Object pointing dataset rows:

####################

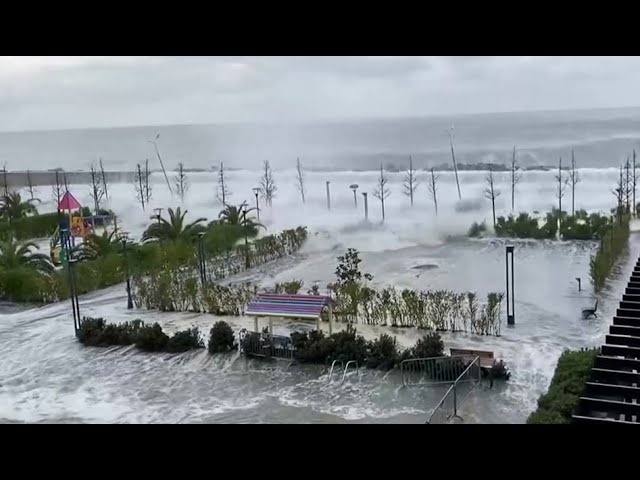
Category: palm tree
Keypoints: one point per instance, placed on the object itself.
(15, 255)
(101, 245)
(234, 216)
(174, 228)
(12, 206)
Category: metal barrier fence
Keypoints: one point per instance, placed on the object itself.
(267, 346)
(431, 371)
(447, 409)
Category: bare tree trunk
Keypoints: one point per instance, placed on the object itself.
(155, 145)
(381, 191)
(104, 180)
(491, 193)
(455, 165)
(433, 190)
(300, 179)
(30, 184)
(515, 178)
(139, 186)
(410, 183)
(574, 179)
(627, 192)
(635, 181)
(5, 184)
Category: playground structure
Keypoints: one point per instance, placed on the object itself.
(78, 226)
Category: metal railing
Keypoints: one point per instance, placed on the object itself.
(333, 364)
(448, 408)
(267, 346)
(431, 371)
(350, 362)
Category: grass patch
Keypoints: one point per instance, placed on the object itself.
(567, 385)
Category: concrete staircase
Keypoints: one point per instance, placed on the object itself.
(612, 394)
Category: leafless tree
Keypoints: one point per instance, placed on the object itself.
(180, 181)
(57, 190)
(30, 185)
(300, 179)
(433, 189)
(97, 188)
(381, 192)
(268, 186)
(619, 193)
(142, 184)
(5, 182)
(574, 179)
(491, 193)
(562, 186)
(515, 178)
(103, 177)
(223, 191)
(634, 183)
(410, 182)
(155, 146)
(455, 165)
(628, 186)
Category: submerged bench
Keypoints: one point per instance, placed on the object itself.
(486, 358)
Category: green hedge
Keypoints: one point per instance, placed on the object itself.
(38, 226)
(613, 244)
(96, 332)
(567, 385)
(581, 226)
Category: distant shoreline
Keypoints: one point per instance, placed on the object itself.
(41, 178)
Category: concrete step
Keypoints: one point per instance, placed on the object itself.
(619, 377)
(584, 420)
(625, 340)
(624, 330)
(611, 391)
(621, 351)
(626, 321)
(612, 408)
(630, 305)
(614, 363)
(627, 312)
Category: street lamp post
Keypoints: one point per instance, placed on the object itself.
(328, 196)
(256, 191)
(201, 259)
(124, 239)
(354, 188)
(246, 239)
(158, 214)
(366, 206)
(65, 243)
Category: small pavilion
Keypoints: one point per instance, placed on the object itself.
(303, 307)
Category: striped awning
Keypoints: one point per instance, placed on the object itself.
(287, 306)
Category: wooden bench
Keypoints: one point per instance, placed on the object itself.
(486, 359)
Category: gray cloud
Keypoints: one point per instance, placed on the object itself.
(67, 92)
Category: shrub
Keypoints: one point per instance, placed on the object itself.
(611, 247)
(95, 332)
(221, 338)
(477, 229)
(430, 345)
(184, 341)
(567, 385)
(152, 338)
(382, 353)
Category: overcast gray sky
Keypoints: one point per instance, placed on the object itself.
(76, 92)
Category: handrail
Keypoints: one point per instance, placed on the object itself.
(333, 365)
(438, 370)
(453, 389)
(344, 375)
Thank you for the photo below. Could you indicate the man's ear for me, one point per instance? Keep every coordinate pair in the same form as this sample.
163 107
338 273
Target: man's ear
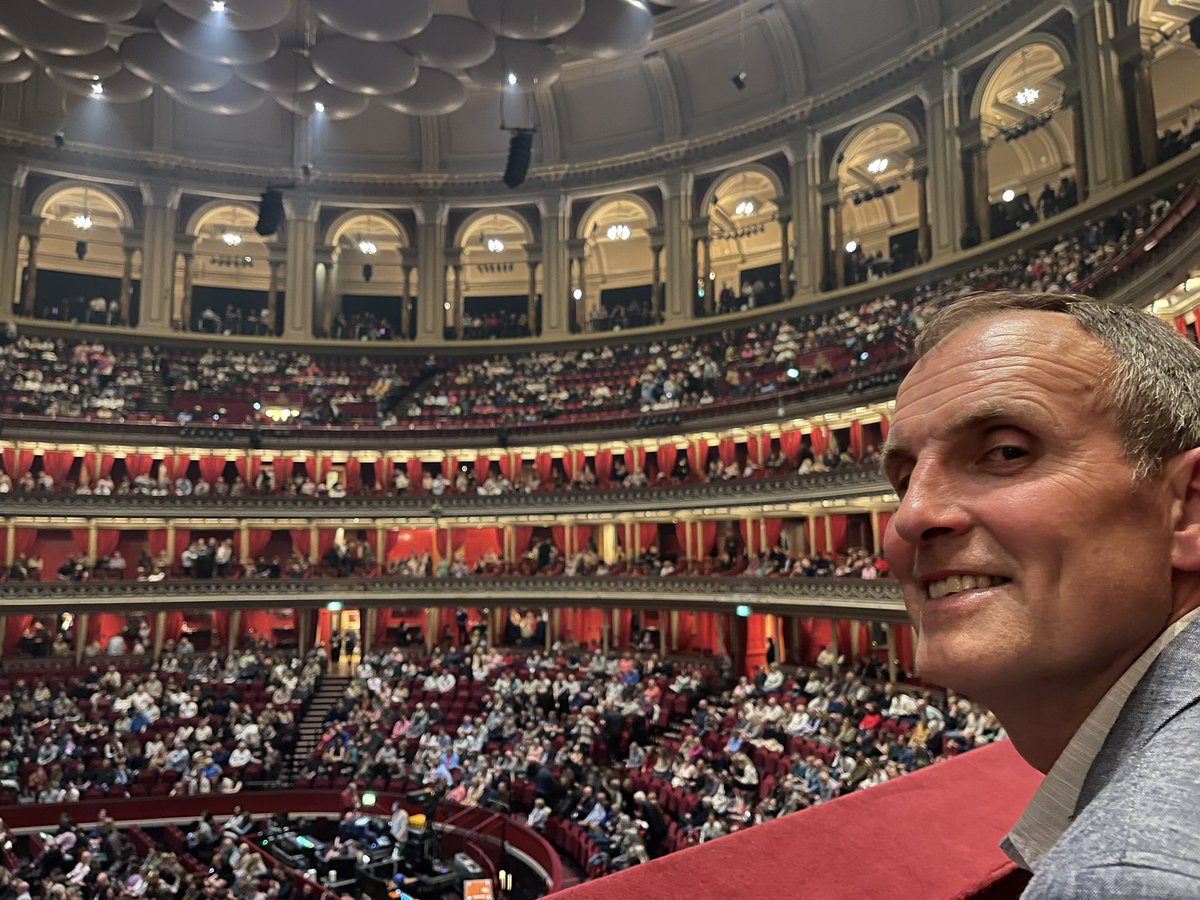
1183 484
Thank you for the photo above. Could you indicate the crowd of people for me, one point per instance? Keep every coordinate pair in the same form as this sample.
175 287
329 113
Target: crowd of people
51 378
642 754
191 724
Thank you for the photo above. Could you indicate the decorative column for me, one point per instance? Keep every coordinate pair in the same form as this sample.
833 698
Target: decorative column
924 241
655 235
556 268
533 259
575 249
12 186
1109 157
940 91
29 294
804 168
185 247
160 203
785 253
975 167
408 258
681 288
131 241
431 221
276 261
324 258
300 210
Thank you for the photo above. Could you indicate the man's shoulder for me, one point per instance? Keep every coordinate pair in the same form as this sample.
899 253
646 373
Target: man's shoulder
1138 835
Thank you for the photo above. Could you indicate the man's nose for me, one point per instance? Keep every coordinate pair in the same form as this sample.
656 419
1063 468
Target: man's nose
931 505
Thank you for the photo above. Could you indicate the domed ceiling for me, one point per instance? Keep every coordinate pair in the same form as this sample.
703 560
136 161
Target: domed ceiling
424 85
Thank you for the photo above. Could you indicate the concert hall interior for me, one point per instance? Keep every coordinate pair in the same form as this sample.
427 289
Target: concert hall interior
441 441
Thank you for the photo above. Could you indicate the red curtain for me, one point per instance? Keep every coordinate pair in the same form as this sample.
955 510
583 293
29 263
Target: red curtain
282 466
211 467
790 444
558 534
648 535
101 465
57 463
249 468
685 547
523 537
544 465
138 465
667 454
301 541
817 442
17 462
258 540
177 466
839 526
23 541
749 529
856 438
477 541
157 541
774 528
604 466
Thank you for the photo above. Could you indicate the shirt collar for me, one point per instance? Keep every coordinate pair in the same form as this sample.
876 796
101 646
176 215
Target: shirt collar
1053 808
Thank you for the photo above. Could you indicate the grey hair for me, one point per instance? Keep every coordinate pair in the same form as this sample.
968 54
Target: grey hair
1152 384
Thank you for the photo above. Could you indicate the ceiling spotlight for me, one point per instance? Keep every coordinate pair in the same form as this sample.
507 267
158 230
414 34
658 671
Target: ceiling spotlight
1027 96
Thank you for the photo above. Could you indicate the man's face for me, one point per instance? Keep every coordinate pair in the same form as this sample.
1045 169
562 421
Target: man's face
1008 468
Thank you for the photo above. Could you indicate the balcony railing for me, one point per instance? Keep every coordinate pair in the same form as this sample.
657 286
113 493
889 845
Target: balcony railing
879 600
840 484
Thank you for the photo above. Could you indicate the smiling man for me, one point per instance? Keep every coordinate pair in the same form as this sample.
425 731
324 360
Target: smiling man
1048 541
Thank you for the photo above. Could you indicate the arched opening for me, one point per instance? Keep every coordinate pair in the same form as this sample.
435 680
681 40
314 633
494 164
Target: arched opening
489 287
1174 72
228 283
742 262
1029 136
619 275
881 201
79 267
369 288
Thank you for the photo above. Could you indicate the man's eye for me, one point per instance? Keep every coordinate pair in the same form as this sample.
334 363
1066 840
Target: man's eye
1008 453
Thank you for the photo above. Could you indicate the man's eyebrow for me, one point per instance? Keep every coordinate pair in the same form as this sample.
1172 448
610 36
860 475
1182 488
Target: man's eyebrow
894 450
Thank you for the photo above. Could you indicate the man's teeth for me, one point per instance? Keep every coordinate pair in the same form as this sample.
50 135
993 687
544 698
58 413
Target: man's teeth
958 583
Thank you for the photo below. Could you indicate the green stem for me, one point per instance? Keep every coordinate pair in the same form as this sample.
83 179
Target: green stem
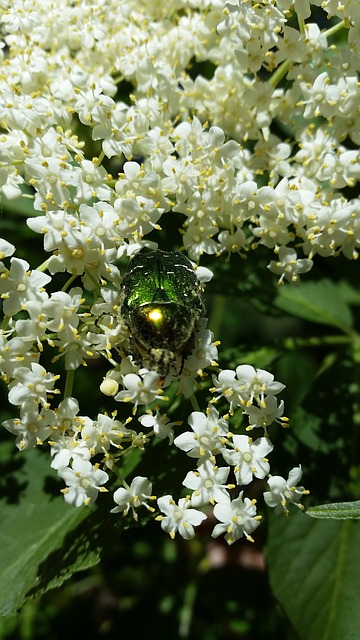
194 403
69 383
217 312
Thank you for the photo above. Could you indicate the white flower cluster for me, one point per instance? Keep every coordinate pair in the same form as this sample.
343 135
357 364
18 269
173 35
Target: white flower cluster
185 100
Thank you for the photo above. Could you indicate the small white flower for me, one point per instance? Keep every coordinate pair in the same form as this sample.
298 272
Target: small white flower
266 414
31 429
18 285
283 491
84 481
248 457
205 439
207 483
289 266
179 517
133 497
32 384
103 433
238 518
160 424
140 390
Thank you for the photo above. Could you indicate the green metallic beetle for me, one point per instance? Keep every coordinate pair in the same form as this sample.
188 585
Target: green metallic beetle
161 305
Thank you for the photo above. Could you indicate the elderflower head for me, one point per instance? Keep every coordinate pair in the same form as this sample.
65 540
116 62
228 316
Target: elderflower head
110 178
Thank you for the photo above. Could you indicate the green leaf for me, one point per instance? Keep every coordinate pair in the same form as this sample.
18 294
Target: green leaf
43 540
314 574
336 510
319 302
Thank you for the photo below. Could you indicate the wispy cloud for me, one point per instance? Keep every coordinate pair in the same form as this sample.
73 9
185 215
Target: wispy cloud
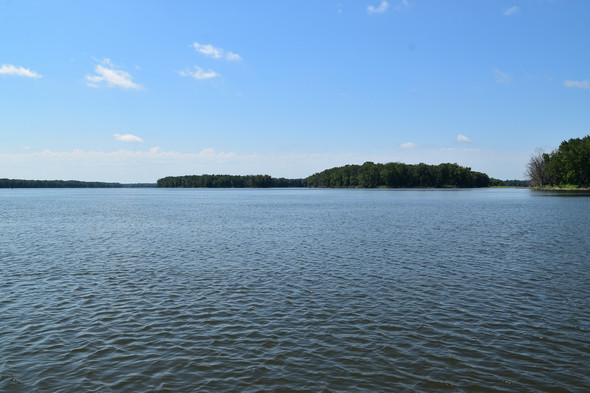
131 166
502 77
405 4
577 84
463 139
511 11
106 74
10 69
198 73
216 53
128 138
381 8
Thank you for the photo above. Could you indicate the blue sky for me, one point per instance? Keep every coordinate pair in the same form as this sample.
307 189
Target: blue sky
132 91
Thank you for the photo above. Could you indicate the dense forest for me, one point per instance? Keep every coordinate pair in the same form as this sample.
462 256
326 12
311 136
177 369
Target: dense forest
368 175
398 175
18 183
567 166
228 181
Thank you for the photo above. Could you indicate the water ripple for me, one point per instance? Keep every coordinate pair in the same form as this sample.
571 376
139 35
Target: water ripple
293 290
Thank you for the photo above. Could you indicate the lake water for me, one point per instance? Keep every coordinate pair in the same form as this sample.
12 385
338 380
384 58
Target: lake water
123 290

####################

Exercise description = Output, as a JSON list with one string per line, every line from the one containing "Thank you for the photo above. Could you indicate the lake" to the end of the records, both ends included. Leave out any blank lines.

Reply to the task =
[
  "Thank you for the photo above. Could you indicate the lake water for me, one point per instance? Keep every coordinate pair in the same form as this sample.",
  "12 385",
  "338 380",
  "384 58",
  "Target: lake water",
  "123 290"
]